§ PROBLEM STATEMENT: Write the next part of the essay about amber and the mother's painting, picking up after its last sentence.

My mother died of pancreatic cancer in 2014. On one of my final visits with her, she told me that in her youth she had dreamed of becoming an artist. Her sister had followed that path, but my mother had not. She had let go of her dream until, a few years before her death, she began to paint for the first time since her childhood. She painted through the pain of both her physical and mental illnesses. The picture featured here is my most cherished of all her works. I have dubbed it The Amber Tree:
My favourite passage in The Alchemists’ Council–the final paragraph of Chapter Six–centres on Jaden’s revelation about amber. The scene takes place in the Amber Garden, the most tranquil and exquisite of all the landscapes within Council dimension. The garden is filled with “resin-imbued trees” that transform into a “glistening spectacle” in the evening light (xi; 321). The Amber Garden is also a place of mourning for the alchemists, a place where they openly shed their tears.
The connection between tears and amber is as ancient as Council dimension. In one Greek myth, for example, “Phaethon was mourned by his sisters. The legend is that Phaethon’s weeping sisters were eventually transformed into trees, their tears turning into amber” (Mythography). This and other amber-related myths can be read via the Amber Museum.
At my mothers memorial, many of her friends laid roses on her urn. She loved yellow roses in particular. Instead of rose petals, I sprinkled small beads of amber to represent my tears. She would have appreciated their connection both to her painting and to my writing.

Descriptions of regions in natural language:
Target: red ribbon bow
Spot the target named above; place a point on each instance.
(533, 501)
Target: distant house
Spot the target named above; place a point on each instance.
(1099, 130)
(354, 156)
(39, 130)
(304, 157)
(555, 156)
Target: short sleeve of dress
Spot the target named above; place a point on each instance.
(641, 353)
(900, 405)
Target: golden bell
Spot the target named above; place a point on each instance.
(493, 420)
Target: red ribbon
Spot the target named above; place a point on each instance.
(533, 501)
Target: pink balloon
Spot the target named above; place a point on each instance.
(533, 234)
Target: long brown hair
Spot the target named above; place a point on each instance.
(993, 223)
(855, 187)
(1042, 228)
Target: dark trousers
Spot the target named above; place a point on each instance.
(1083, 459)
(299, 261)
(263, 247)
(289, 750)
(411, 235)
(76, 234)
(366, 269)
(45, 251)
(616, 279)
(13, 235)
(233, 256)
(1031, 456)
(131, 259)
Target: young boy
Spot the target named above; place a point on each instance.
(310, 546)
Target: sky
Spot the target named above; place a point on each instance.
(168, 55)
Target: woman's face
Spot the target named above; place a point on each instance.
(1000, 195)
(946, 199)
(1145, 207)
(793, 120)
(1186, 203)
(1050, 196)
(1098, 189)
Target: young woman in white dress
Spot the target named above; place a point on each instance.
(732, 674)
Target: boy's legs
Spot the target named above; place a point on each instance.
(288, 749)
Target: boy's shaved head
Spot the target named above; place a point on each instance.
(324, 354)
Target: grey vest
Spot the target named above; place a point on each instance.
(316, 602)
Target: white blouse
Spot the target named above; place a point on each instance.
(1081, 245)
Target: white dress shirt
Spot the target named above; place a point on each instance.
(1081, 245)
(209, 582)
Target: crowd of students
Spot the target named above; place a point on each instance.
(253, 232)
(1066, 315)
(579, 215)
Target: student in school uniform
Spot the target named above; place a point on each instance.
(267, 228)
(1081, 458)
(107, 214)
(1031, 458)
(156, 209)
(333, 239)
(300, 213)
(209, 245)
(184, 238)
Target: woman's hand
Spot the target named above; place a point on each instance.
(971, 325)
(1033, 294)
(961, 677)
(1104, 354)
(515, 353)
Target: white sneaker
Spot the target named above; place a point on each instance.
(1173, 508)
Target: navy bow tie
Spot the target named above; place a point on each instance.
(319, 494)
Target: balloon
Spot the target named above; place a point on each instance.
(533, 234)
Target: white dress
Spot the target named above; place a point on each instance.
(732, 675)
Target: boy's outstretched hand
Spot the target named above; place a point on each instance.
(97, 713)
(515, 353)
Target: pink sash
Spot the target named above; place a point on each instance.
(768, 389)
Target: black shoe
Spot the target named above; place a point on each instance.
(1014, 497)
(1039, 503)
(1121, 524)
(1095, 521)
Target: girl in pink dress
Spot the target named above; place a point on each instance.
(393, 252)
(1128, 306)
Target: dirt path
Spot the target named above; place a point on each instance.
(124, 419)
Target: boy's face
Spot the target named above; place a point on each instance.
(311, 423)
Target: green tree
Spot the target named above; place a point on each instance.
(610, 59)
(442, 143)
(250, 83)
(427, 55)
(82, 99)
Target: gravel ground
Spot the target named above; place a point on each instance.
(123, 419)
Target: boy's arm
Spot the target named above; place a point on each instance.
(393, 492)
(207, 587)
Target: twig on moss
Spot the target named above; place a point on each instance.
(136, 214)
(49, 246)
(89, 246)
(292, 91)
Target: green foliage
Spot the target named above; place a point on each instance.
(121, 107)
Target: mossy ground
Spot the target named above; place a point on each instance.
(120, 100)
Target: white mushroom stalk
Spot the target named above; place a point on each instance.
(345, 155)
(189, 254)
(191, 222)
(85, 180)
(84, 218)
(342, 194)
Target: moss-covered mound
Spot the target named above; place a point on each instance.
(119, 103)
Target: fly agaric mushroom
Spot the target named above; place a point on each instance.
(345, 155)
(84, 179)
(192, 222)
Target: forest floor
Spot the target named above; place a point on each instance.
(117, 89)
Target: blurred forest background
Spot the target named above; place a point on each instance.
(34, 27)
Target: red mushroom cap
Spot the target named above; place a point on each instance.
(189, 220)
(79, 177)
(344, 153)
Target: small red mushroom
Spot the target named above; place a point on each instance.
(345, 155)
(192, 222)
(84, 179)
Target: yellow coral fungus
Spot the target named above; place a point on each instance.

§ ANSWER TO THIS TASK:
My mother could not have known at the time of its creation what her Amber Tree painting would mean to me now. She died two months after I signed the contract for the book and two years before the book was published. But she knew that I had written it, and she knew it would be published. I explained the synopsis and told her that I would always think of her tree as one of the trees in the Amber Garden. Though precious to me, I did not keep the painting. I gave it to the only other person I knew would understand it and treasure it as much as I do: my editor.
I cried today. And consequently I made a decision based on the Amber Garden scene. Each time I am hurt by someone’s words, I will move an amber bead from the butterfly pouch (another symbolic gesture to my mother) to a glass jar. Today’s tears are represented by the first amber bead placed therein. As the years pass, the jar will fill. But perhaps, as in The Alchemists’ Council, these amber tears will one day be alchemically transformed into an exquisitely beautiful creation. Long live the Quintessence.